● Stored data entries:
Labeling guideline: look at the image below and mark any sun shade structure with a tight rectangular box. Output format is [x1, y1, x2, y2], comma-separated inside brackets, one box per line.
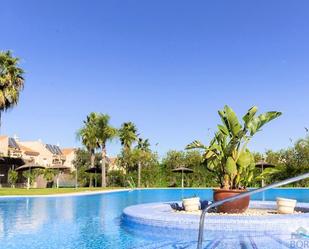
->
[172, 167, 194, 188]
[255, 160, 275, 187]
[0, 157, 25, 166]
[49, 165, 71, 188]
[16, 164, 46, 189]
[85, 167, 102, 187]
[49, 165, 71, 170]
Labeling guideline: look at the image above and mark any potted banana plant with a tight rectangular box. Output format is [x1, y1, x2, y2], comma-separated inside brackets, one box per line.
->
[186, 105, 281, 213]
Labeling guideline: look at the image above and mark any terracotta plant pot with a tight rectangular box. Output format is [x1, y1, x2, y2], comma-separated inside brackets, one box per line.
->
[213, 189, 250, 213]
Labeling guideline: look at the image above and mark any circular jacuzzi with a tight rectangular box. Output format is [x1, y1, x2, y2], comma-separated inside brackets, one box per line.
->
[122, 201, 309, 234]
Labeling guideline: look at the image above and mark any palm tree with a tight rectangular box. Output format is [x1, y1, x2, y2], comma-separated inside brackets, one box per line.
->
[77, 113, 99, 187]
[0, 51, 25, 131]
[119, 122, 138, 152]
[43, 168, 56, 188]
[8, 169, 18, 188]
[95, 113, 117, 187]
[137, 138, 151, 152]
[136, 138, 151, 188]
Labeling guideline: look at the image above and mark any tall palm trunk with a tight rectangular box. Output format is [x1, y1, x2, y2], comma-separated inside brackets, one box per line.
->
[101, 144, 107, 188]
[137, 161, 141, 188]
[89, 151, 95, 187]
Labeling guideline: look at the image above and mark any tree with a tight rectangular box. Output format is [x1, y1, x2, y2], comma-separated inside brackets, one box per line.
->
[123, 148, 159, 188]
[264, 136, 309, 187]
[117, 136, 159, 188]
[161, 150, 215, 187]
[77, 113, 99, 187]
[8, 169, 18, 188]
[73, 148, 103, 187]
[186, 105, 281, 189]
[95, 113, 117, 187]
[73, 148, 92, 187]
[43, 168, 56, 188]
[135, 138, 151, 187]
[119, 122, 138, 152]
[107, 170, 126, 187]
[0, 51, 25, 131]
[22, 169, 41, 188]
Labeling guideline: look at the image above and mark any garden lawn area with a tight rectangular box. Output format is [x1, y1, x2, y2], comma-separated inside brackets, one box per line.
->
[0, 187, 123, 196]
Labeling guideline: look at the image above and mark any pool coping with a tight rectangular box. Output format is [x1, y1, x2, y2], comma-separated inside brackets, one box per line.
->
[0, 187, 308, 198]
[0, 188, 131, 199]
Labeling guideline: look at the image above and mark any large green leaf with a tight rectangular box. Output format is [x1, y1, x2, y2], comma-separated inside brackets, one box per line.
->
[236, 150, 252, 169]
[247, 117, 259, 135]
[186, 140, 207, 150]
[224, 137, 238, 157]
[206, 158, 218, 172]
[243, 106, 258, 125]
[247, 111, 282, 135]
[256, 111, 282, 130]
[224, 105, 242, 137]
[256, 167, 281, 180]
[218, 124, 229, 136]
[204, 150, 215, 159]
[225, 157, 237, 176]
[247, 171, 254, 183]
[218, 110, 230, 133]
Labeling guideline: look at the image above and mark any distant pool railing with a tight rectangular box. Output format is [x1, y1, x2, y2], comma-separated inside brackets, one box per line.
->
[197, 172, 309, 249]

● WHAT IS EXPECTED:
Say how many lines of these records hold the string "Labeling", giving the number and no other words.

● SOLUTION TO THE PROBLEM:
11